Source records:
● ● ● ● ● ● ●

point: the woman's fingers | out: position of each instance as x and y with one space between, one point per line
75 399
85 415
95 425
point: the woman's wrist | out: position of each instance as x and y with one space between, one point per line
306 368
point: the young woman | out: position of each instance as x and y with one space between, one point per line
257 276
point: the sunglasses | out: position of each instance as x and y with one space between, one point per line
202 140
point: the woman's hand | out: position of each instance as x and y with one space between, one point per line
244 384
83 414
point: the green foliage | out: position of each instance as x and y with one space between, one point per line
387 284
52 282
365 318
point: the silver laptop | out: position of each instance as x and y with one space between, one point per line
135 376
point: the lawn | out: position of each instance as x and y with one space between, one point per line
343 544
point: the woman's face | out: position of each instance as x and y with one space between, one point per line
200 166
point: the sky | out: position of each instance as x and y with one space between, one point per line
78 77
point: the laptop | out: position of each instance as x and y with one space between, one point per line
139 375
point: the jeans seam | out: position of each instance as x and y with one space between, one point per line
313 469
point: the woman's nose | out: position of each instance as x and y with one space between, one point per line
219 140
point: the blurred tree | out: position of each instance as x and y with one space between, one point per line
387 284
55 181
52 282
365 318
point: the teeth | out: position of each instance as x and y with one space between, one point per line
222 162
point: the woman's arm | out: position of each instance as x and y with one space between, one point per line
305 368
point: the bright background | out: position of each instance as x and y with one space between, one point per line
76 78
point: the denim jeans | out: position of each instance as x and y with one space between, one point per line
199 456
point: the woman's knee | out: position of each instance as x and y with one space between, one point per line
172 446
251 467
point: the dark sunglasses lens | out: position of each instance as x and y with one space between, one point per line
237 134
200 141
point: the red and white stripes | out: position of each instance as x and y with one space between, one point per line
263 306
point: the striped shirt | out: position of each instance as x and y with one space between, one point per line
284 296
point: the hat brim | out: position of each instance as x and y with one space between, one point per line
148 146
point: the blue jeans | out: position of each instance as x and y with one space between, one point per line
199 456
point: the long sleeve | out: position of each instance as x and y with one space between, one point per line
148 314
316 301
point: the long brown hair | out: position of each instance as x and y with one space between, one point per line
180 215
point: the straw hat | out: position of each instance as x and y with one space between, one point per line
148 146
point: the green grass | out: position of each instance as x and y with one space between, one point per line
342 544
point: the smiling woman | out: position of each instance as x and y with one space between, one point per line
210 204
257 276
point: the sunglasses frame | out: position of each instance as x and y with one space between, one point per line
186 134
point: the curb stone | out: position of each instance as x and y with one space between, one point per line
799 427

● ● ● ● ● ● ●

### What the exercise asks
Reproduce nothing but the lines from the line containing "point: the sunglasses frame" to the last line of the data, each exactly as written.

### Result of this exercise
point: the sunglasses frame | out: position of each instance as x and y with one space between, one point per line
186 134
point: the curb stone | out: position of each instance as x and y with one space between, one point per line
799 427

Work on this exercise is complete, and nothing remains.